* WHAT TO WORK ON *
• A. According to the career summary, in what year was the writer one of the early pioneers of the field of ancient DNA?
• B. Carry on the career summary from its final sentence.

** PROVIDED PASSAGE follows **

My career has been built around fieldwork - collecting samples, studying the environment and understanding the context in which they have been preserved, and what that can tell us about the events at the time. In 1989 I was one of the early pioneers of the field of ancient DNA but my main interest has always been research that spans multiple disciplines and focuses on unconventional and big picture questions in science. I have a fairly unusual, broad background that ranges across genetics, evolution, palaeontology, climate change, astrobiology, environmental science and molecular dating, amongst other areas. This allows me to both build and work with large, multi-disciplinary, international teams of experts - especially like-minded individuals interested in tackling major issues (rather than more incremental science). A recent example is in the area of geomagnetism, and the potential impacts on climate change and evolution (listen to the Adams Event podcasts at the link above). The role for geomagnetism in biology and climate is an area that is almost completely new from the evolutionary perspective, and the potential is enormous.

** End of PROVIDED PASSAGE **
** RAW DATA follows **

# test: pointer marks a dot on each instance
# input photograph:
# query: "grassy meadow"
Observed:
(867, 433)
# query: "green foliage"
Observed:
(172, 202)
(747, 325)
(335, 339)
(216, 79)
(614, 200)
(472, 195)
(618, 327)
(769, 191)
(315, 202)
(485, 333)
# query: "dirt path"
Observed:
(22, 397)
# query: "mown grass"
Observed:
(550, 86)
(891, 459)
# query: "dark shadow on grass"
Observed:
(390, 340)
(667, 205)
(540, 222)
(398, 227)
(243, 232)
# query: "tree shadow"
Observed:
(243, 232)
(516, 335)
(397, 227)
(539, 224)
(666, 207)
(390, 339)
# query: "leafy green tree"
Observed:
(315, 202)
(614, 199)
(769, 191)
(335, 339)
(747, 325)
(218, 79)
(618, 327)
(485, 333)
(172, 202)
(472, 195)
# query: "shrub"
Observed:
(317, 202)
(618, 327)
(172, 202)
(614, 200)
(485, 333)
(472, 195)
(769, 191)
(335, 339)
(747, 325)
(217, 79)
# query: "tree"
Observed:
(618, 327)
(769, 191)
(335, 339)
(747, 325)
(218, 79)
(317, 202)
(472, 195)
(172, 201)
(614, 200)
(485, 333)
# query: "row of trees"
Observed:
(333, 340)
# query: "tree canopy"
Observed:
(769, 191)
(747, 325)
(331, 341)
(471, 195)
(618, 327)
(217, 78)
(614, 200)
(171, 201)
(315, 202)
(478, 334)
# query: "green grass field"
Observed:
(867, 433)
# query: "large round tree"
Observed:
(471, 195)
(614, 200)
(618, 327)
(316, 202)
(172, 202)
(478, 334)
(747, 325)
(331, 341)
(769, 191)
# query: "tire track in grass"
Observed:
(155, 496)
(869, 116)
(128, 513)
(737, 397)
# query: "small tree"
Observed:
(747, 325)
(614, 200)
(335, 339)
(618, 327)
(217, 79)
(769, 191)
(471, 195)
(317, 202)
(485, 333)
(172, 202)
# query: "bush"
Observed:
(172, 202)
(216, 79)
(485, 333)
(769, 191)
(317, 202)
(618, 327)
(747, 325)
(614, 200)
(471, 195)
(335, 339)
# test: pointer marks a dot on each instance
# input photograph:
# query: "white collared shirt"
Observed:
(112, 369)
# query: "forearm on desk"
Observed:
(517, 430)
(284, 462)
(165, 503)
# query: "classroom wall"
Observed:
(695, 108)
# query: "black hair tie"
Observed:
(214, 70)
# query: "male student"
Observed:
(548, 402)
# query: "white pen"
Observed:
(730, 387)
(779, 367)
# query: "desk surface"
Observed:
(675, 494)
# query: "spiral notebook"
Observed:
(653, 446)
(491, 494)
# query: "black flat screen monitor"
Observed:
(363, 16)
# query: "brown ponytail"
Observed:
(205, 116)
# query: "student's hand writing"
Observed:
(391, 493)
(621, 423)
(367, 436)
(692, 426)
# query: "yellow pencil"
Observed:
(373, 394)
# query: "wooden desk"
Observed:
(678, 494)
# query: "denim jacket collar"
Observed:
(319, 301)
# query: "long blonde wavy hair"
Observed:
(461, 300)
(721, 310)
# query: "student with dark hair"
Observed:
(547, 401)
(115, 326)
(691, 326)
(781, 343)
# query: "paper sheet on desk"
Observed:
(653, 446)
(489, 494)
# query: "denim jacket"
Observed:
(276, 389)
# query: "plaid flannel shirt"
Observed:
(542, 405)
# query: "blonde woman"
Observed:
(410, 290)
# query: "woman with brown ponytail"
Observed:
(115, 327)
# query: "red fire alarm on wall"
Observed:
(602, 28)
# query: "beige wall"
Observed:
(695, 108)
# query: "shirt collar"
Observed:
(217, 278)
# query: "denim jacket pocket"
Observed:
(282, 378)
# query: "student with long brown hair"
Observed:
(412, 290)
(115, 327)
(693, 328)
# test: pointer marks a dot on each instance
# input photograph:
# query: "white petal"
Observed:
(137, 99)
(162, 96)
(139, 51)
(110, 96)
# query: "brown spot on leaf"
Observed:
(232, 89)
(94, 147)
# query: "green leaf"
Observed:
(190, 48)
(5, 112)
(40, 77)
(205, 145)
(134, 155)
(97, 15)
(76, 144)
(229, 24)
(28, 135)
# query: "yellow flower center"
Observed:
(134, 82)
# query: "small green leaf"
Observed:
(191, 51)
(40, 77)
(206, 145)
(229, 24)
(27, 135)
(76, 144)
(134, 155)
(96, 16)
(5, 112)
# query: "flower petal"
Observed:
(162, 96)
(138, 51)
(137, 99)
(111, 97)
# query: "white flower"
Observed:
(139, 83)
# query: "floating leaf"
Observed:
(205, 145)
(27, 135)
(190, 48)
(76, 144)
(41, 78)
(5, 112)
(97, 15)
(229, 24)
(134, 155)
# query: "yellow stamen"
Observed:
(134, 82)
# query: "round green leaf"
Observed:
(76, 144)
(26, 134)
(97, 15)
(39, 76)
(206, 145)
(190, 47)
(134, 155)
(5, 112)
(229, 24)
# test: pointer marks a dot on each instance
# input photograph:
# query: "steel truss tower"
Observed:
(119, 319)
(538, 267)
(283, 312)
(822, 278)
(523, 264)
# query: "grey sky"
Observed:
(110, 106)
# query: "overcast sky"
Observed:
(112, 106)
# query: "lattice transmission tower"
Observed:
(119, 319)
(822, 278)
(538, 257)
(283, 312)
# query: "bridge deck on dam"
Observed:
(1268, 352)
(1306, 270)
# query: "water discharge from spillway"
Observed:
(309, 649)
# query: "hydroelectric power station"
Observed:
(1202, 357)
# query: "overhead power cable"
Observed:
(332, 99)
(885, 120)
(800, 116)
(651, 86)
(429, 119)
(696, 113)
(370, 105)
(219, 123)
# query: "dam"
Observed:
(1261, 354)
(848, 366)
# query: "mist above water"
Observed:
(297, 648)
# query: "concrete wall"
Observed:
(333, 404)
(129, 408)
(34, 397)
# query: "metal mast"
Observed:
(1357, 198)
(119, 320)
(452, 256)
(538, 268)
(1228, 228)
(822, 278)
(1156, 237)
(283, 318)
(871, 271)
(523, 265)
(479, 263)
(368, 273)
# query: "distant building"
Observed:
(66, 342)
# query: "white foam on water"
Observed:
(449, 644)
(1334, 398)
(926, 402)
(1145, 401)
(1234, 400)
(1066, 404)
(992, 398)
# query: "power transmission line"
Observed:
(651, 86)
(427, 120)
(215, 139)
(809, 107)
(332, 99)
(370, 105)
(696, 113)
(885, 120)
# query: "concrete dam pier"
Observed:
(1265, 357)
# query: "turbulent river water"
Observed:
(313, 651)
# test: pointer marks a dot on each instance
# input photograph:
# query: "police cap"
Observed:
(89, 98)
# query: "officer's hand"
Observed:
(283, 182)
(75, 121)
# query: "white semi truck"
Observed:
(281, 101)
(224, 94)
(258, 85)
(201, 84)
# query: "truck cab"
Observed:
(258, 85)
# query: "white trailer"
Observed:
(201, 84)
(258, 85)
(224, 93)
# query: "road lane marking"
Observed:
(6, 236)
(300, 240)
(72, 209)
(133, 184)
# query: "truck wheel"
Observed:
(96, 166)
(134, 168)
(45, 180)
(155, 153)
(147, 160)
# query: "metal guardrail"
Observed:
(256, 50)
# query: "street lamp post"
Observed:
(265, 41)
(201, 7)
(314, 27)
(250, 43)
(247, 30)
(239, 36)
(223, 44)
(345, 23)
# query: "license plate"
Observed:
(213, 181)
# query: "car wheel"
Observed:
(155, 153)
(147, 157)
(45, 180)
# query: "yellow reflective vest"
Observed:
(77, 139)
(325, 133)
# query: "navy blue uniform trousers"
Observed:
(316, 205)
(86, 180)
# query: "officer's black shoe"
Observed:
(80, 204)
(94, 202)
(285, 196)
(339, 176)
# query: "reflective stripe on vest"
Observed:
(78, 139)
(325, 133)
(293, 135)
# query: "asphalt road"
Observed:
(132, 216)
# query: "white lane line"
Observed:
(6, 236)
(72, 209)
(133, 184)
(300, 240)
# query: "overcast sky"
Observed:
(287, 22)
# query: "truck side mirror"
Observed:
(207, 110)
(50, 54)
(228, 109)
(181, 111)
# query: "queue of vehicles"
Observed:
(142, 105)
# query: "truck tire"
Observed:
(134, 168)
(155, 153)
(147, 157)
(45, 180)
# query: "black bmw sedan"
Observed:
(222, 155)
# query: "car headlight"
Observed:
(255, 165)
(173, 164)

** End of RAW DATA **

* RESULTS FOR EACH TASK *
• A. 1989

• B.
My specific area of expertise is ancient DNA and my PhD work was performed with Svante Paabo and Allan C. Wilson, who pioneered the ancient DNA field, at UC Berkeley in 1989. My PhD involved some of the first experiments that confirmed that DNA could survive in sub-fossil bone and teeth, rather than just preserved soft tissues (mummified skin, hair etc), which was the general assumption at the time. This work opened the way to the genetic analysis of all the vast museum collections of bones (that weren't truly fossilised that is) - which is where I spent much of the next 25 years.
In addition to analysing animal and plant fossils, I have also developed a number of methods to analyse traces of genetic material preserved in modern and ancient environmental samples - such as sediments, ice and permafrost, water (fresh and marine), and cave calcite formations. The amounts of surviving genetic material are generally miniscule, and in the case of Antarctic ice (pictured) around 5-6 litres of ice were filtered in the field, in order to collect enough DNA to generate reliable signals. The environmental DNA research has included ancient humans, animals, plants, invertebrates, and microbes (fungi, bacteria and viruses).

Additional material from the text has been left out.